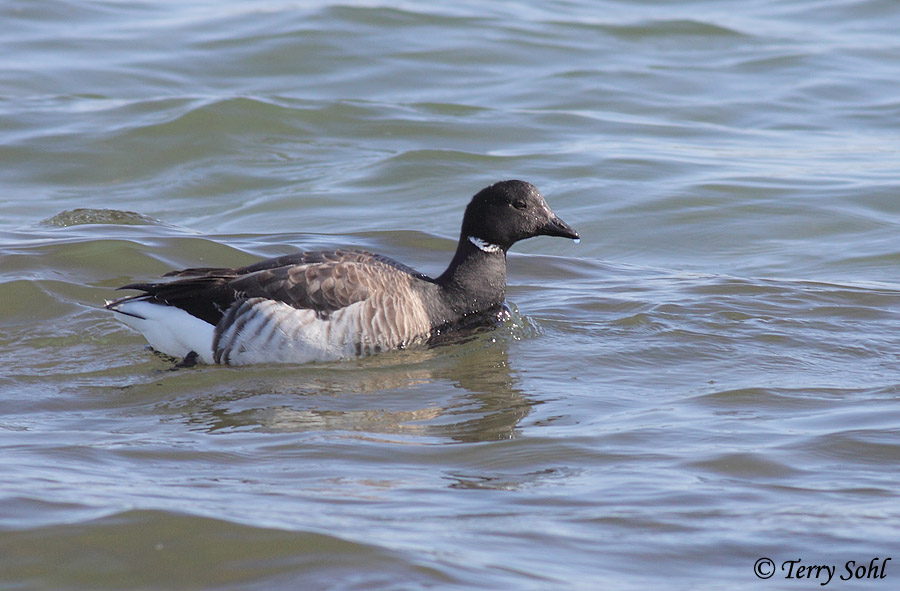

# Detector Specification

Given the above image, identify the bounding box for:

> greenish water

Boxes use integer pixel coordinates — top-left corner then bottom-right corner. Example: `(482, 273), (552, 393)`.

(0, 0), (900, 591)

____

» **Required work**
Write out the data above word for word, leaving out the picture.

» **Result below**
# Detector Specification

Given the above image, identify the bounding box for:

> greenish water

Boxes use integer pixel coordinates — top-left corner then bottom-right corner. Example: `(482, 273), (552, 393)`.

(0, 0), (900, 591)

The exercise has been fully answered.